** Start SELECTED PASSAGE **
Next day, May 7, Takagi finally sent out search planes, which spotted the big U.S. Navy fleet oiler Neosho and her escort, the destroyer Sims, which had been detached from Fletcher’s group and ordered to rendezvous later at a prearranged position much farther south. However, the Japanese search planes radioed back that they had located an “American aircraft carrier and a cruiser” and within the hour Takagi had launched nearly seventy planes to deal with this grand prize.
First to be struck was the destroyer (reported as a cruiser) Sims, which exploded with a terrific roar and was “lifted ten to fifteen feet out of the water” after being hit by three 500-pound bombs. Only fifteen out of her crew of two hundred and fifty were rescued. After the Neosho (reported as a carrier) was similarly hit, burning and listing, the captain ordered, “Prepare to abandon ship,” at which point scores of sailors, horrified by what had just happened to the Sims, leaped into the sea without further orders; many of them were hauled back aboard but others drifted away in life rafts.* Not only that but in the confusion the Neosho’s nervous navigator, trying to plot the ship’s position, reported the coordinates incorrectly by some hundreds of miles, which made eventual rescue problematic.
Meantime, all kinds of strange things were happening to Fletcher’s task force. For one, a U.S. cruiser was attacked by several high-flying bombers, which, maddeningly, turned out to be American B-17s from a U.S. air base in Australia under MacArthur’s command. For another, a search-plane pilot radioed back that he had just spotted a Japanese fleet of “two carriers and two heavy cruisers,” proving yet again that misidenti-fication of ships was not confined to the Japanese navy. Fletcher promptly launched nearly a hundred planes at this fat and seductive target, only to discover when the search plane returned that the pilot had meant to communicate that he had seen only “two heavy cruisers and two destroyers.”†3
Fletcher’s search planes, however, did come upon a genuine prize a while later, the Japanese light carrier Shoto, which was escorting the invasion transport ships. Ninety-three American planes jumped on her and in less than twenty minutes she sunk to the bottom of the Coral Sea. Both the Yorktown and Lexington broadcast the action over their public address systems so that thousands of anxious sailors could hear the battle. Because of radio static and the somewhat frenetic squawking among ninety-three pilots, most of the conversations were garbled; then, suddenly, the voice of Lieutenant Commander Robert E. Dixon came through loud and clear with these famous words: “Scratch one flattop! Dixon to carrier! Scratch one flattop!” One can imagine the cheering.
Five months to the day since the Japanese had bombed Pearl Harbor, the Shoto became the first and only major Japanese warship sunk so far. For Admiral Takagi it was a mortifying development. He immediately ordered the troop transports to turn back from harm’s way until the Americans could be cleared from the Coral Sea—thus the invasion of Port Moresby, New Guinea, was postponed; though Takagi could not know it at the time, the postponement would be permanent.
** End SELECTED PASSAGE **
** Start SUPPLIED RECORDS **
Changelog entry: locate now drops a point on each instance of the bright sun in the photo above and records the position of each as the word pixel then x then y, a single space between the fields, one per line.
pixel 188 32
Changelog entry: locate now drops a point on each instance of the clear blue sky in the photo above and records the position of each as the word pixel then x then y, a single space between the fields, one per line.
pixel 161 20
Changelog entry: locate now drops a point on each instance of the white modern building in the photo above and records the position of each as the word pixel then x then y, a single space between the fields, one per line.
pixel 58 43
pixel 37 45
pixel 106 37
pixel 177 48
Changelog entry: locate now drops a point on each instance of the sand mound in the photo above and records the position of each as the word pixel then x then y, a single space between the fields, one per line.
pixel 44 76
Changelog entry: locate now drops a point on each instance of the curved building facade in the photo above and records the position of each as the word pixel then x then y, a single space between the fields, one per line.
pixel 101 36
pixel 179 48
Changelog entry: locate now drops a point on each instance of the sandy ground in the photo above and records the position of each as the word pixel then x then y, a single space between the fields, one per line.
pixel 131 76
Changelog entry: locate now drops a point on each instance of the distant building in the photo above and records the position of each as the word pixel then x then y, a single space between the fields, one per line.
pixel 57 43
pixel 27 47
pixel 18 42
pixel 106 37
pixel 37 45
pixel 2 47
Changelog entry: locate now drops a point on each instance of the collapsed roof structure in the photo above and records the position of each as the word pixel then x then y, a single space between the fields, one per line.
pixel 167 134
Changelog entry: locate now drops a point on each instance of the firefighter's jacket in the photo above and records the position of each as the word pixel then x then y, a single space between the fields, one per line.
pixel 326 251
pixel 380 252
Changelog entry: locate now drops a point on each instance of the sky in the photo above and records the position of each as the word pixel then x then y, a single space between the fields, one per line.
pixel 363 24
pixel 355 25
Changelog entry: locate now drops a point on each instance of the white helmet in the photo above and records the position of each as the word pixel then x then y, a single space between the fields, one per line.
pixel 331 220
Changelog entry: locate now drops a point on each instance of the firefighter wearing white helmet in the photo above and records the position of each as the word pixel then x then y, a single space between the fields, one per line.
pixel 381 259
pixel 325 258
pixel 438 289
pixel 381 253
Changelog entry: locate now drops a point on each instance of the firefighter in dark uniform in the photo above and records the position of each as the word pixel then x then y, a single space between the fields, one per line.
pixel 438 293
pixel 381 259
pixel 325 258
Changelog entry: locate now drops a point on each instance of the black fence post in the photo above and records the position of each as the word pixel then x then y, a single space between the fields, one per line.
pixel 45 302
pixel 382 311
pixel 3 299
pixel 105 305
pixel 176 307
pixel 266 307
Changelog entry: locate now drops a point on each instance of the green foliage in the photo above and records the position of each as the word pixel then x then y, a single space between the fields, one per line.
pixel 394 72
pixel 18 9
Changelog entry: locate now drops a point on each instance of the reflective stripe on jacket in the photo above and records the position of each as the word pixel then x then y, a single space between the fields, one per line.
** End SUPPLIED RECORDS **
- **DIRECTIVE A**
Copy out the records word for word, from their first line through the line holding "pixel 188 32", with both ends included.
- **DIRECTIVE B**
Pick up the passage about the naval fighting in the Coral Sea and keep writing from the point where it stops.

- **TASK RESULT A**
Changelog entry: locate now drops a point on each instance of the bright sun in the photo above and records the position of each as the word pixel then x then y, a single space between the fields, one per line.
pixel 188 32

- **TASK RESULT B**
That afternoon rain squalls and heavy weather closed in around both fleets but Takagi was determined to cripple or sink the American carriers if possible. Late that afternoon he sent off twenty-eight planes, which, owing to U.S. radar, were picked up and thwarted by a squadron of U.S. Navy Wildcats from the Lexington and Yorktown. The Wildcats shot down nine of them, at a cost of two of their own. The dogfights were so confused that at one point a squadron of six Japanese planes actually tried to land on the Yorktown, thinking it was one of their own carriers; they were ignominiously chased off with the loss of one plane. Of the remaining Japanese planes, eleven crashed into the ocean trying to land on their carriers, that is, after they finally found them in the dark. Thus, out of the original flight of twenty-eight, only seven returned safely.
At dawn next morning both Takagi and Fletcher, each still itching for a fight, sent out search planes. Fletcher had evened the odds with the sinking of the Show, but he knew there were still two Japanese carriers to be reckoned with. These were the Zuikaku and the Shokaku, both large, modern ships, which had taken part in the Pearl Harbor attack. What ensued was the first major battle in naval history where the opposing ships were never in sight of one another.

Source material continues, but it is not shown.